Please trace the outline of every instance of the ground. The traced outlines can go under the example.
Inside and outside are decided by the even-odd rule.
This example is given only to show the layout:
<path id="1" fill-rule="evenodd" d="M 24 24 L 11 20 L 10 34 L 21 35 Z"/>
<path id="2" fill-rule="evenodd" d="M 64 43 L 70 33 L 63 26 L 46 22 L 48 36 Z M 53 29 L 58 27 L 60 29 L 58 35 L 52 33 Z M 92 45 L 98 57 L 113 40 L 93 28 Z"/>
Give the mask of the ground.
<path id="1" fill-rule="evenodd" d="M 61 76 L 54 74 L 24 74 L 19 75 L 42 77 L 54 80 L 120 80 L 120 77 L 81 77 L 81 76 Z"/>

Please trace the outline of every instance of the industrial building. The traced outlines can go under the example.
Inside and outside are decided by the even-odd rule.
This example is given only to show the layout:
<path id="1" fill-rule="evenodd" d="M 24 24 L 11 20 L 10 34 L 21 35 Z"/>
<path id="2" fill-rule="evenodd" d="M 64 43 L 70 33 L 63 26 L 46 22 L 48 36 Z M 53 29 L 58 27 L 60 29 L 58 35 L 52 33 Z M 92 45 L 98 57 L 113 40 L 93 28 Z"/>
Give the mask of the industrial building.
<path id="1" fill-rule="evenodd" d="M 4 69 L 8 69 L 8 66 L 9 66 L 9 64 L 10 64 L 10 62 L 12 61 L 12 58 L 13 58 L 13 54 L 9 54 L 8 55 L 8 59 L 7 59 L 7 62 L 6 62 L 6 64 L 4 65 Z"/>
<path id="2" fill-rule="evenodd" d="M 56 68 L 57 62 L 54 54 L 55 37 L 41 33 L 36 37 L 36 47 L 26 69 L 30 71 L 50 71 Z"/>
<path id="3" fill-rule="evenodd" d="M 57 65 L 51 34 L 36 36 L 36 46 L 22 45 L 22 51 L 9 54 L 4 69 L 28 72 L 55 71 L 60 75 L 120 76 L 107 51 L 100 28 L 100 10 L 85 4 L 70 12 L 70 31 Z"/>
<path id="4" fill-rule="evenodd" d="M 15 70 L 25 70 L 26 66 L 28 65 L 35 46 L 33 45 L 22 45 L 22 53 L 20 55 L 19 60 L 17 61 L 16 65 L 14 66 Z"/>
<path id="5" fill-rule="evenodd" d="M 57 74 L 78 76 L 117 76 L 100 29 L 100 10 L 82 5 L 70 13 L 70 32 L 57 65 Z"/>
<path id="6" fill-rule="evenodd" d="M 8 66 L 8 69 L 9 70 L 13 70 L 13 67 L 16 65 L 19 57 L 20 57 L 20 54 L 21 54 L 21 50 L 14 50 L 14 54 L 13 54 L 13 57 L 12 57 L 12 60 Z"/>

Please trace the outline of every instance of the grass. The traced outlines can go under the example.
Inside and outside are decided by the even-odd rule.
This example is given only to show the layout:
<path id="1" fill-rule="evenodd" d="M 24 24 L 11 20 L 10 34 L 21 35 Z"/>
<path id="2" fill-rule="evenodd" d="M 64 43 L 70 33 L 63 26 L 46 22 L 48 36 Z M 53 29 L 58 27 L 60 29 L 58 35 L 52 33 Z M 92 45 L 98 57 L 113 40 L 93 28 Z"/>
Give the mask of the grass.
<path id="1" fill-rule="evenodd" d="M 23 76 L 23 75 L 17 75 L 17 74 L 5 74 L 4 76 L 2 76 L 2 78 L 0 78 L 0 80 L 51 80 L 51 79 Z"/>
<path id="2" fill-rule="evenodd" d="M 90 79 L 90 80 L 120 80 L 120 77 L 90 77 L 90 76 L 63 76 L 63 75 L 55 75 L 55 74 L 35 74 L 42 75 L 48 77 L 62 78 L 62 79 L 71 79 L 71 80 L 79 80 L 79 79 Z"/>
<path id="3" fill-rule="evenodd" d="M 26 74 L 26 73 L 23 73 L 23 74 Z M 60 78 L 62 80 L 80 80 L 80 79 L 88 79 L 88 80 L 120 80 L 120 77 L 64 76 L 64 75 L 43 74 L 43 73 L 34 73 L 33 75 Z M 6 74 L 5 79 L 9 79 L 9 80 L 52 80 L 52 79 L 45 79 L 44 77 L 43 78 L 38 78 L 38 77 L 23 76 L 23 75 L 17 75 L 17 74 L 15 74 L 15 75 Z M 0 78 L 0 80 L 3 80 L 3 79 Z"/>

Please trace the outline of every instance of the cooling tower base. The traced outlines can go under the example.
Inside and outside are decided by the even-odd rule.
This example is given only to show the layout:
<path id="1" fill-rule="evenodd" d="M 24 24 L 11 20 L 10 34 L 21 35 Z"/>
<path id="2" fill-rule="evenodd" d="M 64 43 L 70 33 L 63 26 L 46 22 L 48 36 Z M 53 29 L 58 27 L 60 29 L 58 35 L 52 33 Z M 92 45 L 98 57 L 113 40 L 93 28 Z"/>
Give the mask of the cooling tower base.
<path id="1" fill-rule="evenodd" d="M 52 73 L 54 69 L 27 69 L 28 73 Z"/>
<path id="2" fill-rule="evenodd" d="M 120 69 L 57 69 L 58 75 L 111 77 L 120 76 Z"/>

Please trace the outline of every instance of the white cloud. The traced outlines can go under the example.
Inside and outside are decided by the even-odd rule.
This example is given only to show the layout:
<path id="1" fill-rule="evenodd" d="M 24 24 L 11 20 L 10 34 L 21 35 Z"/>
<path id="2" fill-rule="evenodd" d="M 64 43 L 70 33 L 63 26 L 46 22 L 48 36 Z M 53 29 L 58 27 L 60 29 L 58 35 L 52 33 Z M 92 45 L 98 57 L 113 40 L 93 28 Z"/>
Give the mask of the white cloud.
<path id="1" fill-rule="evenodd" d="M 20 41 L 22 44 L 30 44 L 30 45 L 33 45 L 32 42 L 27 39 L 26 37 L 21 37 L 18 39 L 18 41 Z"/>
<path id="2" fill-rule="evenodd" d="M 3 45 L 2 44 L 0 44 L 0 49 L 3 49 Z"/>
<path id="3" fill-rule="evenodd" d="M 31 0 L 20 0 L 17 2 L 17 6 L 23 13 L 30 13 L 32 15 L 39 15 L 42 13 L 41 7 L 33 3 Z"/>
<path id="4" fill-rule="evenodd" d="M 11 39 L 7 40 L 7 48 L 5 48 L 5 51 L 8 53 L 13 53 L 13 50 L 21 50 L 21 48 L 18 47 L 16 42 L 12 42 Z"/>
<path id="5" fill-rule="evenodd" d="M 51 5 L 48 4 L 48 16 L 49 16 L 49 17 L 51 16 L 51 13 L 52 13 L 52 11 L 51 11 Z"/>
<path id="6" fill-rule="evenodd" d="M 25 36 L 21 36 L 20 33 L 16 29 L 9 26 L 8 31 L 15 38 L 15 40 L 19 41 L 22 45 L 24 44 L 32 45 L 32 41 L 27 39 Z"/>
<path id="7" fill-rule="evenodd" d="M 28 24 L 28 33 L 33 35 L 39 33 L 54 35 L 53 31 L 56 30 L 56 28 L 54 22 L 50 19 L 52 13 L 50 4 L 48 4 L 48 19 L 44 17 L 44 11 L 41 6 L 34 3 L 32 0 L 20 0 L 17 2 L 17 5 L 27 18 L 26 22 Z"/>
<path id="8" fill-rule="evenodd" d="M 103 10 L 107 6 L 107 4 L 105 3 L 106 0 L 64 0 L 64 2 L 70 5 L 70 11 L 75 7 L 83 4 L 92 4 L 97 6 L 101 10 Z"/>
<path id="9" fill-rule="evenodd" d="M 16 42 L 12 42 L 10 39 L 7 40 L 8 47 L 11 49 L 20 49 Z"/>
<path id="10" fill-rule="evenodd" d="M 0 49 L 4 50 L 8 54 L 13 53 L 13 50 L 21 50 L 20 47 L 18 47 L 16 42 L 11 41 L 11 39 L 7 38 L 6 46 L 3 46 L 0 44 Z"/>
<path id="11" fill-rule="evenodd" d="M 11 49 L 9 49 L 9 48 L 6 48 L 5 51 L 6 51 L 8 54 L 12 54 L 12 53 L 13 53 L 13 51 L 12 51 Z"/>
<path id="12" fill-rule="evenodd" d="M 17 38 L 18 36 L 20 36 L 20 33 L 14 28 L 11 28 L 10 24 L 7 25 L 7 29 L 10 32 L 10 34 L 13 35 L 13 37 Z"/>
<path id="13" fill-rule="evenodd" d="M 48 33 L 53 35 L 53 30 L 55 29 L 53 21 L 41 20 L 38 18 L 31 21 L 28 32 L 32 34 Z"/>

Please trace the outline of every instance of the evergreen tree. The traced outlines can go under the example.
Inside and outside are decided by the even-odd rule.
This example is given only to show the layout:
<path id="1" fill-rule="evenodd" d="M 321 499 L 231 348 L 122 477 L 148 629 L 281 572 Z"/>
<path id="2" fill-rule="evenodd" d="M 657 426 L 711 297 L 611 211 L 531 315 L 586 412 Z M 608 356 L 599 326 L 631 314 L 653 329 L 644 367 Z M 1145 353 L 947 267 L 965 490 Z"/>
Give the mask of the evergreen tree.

> Assignment
In the data above, how many lines hold the string "instance"? Give the number by itself.

> Task result
6